## Texto dado
HISTORIA DE CERDEÑA
El nombre de la ciudad tiene un origen muy antiguo y se cree que fue
la civilización nurágica quien le dió el nombre de Karal o Karallai.
Este nombre cambió a través de los siglos y según las diferentes
dominaciones hasta llegar al actual nombre de Cagliari, nombre dado por
los Aragoneses en el siglo XIV.
Cagliari estuvo habitada desde el Neolítico por el pueblo de los
Nuragos, más tarde, en el 48 a.C. se convirtió en “municipium” romano y
se construyeron templos, villas y termas.
Después de ser conquistada por los Bizantinos en el año 534, la
ciudad organizó, en el siglo IX, un gobierno indipendiente y se
convirtió en el “Giudicato di Cagliari”. Los “Giudicati” se referían a
formas de gobierno regidas por los “Giudici” (jueces) que surgieron
durante la Edad Media.

## Ejercicio propuesto a
Según el texto dado, ¿quiénes dieron a la ciudad el nombre actual de Cagliari y en qué siglo lo hicieron?

## Datos de entrada
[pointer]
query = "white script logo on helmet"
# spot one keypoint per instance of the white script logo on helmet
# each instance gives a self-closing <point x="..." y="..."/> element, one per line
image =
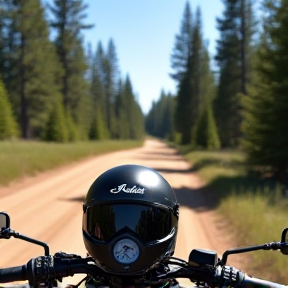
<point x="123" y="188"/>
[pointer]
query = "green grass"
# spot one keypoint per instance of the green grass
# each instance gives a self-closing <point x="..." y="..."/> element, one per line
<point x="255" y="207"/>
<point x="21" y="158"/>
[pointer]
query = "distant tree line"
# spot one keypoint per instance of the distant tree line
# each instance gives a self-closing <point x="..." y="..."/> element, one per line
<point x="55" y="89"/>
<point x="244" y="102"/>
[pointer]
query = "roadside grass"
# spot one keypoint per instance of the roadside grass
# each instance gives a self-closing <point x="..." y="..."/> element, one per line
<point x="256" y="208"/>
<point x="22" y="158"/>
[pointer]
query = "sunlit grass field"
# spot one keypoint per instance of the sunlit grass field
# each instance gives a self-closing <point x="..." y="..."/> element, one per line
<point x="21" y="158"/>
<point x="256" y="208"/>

--

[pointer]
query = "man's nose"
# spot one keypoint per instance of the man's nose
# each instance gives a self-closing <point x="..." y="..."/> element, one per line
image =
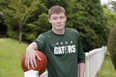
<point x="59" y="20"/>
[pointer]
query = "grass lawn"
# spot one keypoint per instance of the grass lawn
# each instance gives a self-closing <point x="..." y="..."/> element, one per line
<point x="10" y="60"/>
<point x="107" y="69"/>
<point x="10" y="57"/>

---

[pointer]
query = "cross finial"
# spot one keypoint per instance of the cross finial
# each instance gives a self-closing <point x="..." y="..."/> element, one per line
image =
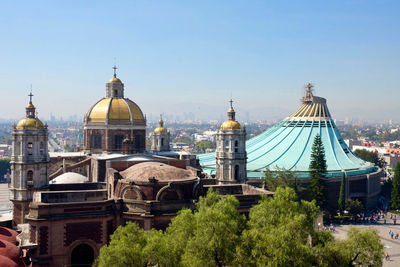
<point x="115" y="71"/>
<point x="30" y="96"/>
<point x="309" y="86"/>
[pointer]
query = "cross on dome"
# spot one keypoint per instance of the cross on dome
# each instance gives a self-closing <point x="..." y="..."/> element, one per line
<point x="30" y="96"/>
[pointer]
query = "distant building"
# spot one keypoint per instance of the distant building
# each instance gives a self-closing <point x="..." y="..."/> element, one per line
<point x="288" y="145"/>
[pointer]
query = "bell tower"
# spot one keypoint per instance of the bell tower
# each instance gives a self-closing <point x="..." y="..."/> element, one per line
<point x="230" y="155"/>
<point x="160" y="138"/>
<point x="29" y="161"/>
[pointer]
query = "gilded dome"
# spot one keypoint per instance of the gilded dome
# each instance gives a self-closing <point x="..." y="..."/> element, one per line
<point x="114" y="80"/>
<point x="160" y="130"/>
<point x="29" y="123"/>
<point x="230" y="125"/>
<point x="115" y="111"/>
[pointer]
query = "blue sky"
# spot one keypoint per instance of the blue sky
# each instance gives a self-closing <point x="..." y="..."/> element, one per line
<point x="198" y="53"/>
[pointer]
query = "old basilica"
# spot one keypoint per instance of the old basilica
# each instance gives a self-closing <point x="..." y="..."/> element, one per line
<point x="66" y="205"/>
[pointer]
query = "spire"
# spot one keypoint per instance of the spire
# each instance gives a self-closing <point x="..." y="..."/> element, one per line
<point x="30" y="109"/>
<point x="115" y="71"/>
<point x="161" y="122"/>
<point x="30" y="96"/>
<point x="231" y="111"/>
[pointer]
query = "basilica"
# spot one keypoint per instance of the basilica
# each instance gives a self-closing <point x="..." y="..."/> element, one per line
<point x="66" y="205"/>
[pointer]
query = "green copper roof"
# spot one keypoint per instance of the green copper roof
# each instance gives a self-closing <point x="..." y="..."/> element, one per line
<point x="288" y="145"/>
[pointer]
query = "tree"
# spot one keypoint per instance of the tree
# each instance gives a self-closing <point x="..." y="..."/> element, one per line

## Ejercicio propuesto b
Indica cuántas líneas de las entradas contienen la palabra "bell". Escribe solo el número.

## Resultado correcto a
Los aragoneses, en el siglo XIV.

## Resultado correcto b
2